* start *
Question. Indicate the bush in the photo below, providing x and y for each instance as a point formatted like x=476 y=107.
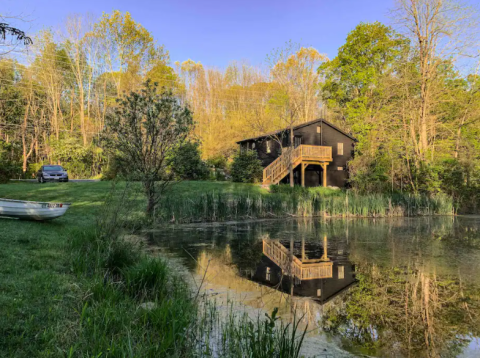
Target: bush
x=246 y=167
x=187 y=164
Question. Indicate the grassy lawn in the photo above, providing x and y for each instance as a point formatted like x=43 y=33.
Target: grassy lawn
x=35 y=284
x=37 y=287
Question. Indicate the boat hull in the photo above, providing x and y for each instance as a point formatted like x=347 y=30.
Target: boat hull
x=31 y=210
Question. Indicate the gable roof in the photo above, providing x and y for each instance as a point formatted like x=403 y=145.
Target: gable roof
x=301 y=125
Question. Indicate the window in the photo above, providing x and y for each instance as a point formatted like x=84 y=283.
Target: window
x=298 y=141
x=339 y=148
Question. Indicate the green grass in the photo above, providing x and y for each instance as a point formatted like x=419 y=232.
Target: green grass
x=73 y=288
x=283 y=201
x=35 y=284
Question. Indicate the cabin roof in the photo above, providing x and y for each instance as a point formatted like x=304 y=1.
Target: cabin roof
x=301 y=125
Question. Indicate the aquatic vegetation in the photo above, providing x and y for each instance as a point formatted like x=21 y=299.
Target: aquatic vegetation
x=214 y=206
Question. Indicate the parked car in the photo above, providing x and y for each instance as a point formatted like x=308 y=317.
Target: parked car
x=52 y=173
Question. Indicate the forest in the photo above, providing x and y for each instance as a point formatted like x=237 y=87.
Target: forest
x=409 y=92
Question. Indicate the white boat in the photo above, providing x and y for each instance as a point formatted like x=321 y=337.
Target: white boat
x=31 y=210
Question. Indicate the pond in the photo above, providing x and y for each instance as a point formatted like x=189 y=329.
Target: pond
x=398 y=287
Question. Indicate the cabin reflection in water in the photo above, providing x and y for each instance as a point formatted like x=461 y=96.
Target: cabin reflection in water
x=318 y=273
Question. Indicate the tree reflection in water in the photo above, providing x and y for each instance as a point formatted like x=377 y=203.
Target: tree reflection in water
x=399 y=287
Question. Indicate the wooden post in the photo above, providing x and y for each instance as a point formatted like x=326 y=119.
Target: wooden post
x=324 y=167
x=303 y=175
x=303 y=249
x=325 y=249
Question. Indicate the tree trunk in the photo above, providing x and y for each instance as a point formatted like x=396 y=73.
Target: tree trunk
x=292 y=184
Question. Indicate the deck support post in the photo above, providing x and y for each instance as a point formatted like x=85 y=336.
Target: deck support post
x=324 y=167
x=325 y=248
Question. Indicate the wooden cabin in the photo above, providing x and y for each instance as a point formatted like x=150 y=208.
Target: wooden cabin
x=319 y=154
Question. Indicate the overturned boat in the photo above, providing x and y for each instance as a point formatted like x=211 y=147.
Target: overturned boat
x=31 y=210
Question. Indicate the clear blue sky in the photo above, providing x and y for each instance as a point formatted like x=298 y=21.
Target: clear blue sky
x=217 y=32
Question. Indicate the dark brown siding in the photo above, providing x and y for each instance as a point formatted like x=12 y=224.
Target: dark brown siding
x=329 y=137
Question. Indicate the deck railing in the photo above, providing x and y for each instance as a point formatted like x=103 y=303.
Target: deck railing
x=277 y=170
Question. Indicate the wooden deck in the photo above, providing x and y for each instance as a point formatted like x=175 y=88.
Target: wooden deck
x=303 y=270
x=304 y=155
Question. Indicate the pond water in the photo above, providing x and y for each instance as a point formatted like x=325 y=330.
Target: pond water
x=400 y=287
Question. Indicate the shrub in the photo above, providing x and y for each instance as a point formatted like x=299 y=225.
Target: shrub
x=246 y=167
x=187 y=164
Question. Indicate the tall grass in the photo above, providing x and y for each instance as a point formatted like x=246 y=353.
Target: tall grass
x=302 y=202
x=133 y=304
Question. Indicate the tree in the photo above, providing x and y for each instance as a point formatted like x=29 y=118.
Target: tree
x=142 y=131
x=246 y=167
x=439 y=30
x=128 y=50
x=296 y=82
x=187 y=164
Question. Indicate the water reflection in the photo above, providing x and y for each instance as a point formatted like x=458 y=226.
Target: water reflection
x=388 y=288
x=309 y=270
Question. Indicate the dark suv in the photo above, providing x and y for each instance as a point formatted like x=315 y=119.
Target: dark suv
x=52 y=173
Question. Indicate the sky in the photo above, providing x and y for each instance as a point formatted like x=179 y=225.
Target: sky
x=217 y=32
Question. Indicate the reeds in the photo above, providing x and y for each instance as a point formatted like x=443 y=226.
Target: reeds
x=207 y=207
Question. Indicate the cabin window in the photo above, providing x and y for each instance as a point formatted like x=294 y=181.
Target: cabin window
x=340 y=148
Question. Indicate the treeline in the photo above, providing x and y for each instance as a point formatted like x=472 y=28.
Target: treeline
x=409 y=93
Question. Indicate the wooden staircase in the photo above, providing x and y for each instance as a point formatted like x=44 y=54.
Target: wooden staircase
x=303 y=154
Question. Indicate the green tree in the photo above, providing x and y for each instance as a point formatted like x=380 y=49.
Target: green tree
x=354 y=79
x=141 y=133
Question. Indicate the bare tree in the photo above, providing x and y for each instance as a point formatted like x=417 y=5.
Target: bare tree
x=141 y=132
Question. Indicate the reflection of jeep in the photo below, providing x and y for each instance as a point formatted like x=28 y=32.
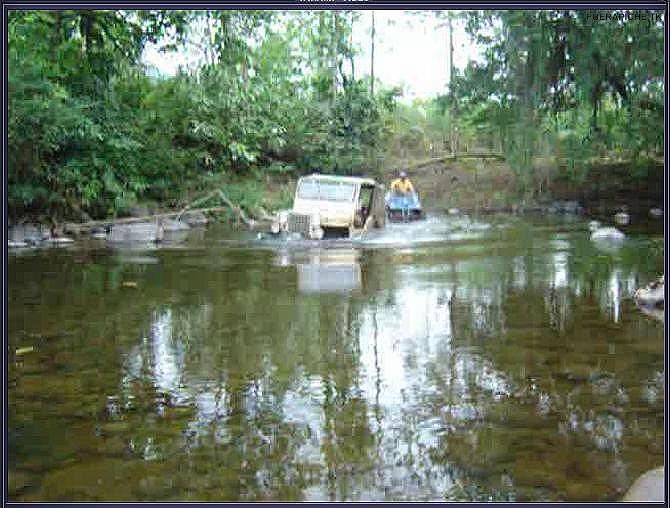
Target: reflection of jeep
x=333 y=205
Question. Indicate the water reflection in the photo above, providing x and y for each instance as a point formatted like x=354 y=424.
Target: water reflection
x=510 y=365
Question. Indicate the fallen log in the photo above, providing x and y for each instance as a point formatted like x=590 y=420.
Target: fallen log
x=84 y=227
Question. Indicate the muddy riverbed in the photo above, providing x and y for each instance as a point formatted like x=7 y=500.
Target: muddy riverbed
x=499 y=358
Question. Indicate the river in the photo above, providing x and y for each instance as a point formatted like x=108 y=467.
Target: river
x=500 y=358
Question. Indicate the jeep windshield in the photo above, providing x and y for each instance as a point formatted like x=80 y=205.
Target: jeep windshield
x=326 y=190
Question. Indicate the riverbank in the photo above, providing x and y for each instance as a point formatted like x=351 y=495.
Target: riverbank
x=473 y=187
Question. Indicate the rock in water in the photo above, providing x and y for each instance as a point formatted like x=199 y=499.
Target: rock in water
* end *
▶ [Request]: Return every line from the one holding "Question. Indicate the river in" through the end of the data, exactly as it appears, with both ends kept and nothing else.

▶ [The result]:
Question. Indicate the river in the photo above, providing x and y for each instance as a point formatted like x=108 y=467.
Target: river
x=500 y=358
Question. Indicate the jeep windshield in the photo above, providing x and y for each instance as a point formatted like x=80 y=205.
Target: jeep windshield
x=326 y=190
Question. Indicate the riverbank in the photo above, providing x and y for each instance as a point formatted like x=351 y=495.
Target: riverbank
x=473 y=187
Question. Indicate the rock in water in the photo above, providing x and y for each instance as a point formatted like x=199 y=499.
Target: rock in water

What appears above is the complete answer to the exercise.